* start *

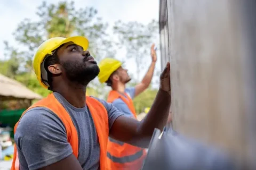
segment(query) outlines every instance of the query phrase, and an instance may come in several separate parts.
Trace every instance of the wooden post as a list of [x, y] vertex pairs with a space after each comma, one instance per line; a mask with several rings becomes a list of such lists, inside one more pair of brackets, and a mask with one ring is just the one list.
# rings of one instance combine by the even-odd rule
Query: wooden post
[[255, 1], [161, 2], [173, 128], [231, 154], [243, 169], [256, 169]]

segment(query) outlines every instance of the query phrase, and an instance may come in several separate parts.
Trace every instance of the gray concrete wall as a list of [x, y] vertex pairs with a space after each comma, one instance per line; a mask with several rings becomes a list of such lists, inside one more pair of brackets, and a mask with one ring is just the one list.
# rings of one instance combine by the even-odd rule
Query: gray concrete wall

* end *

Please recast the listing above as a JSON array of strings, one string per line, skipping blank lines and leaving out the pictures.

[
  "segment(query) outlines every instance of the query phrase, and an instance may come in several separate parts.",
  "Trace every instance of the wooden post as a list of [x, y] vertex pairs with a space after each comma, one instance per line; a mask with several rings becomes a list of such lists, inside one more pair of brackets, and a mask with one ring is just the one list.",
  "# rings of one instance combine by the even-odd rule",
  "Query: wooden post",
  "[[255, 1], [161, 2], [173, 128], [231, 154], [243, 169], [256, 169]]",
  "segment(query) outlines every instance of the query phrase, and an instance may come in several separate parts.",
  "Trace every instance of the gray concrete wall as a list of [x, y] vertex pairs with a space after each comma, one instance per line; a mask with several rings becomes a list of such lists, inside one more pair of brackets, and a mask with one ring is just the one list.",
  "# rings of one instance combine by the even-odd rule",
  "Query: gray concrete wall"
]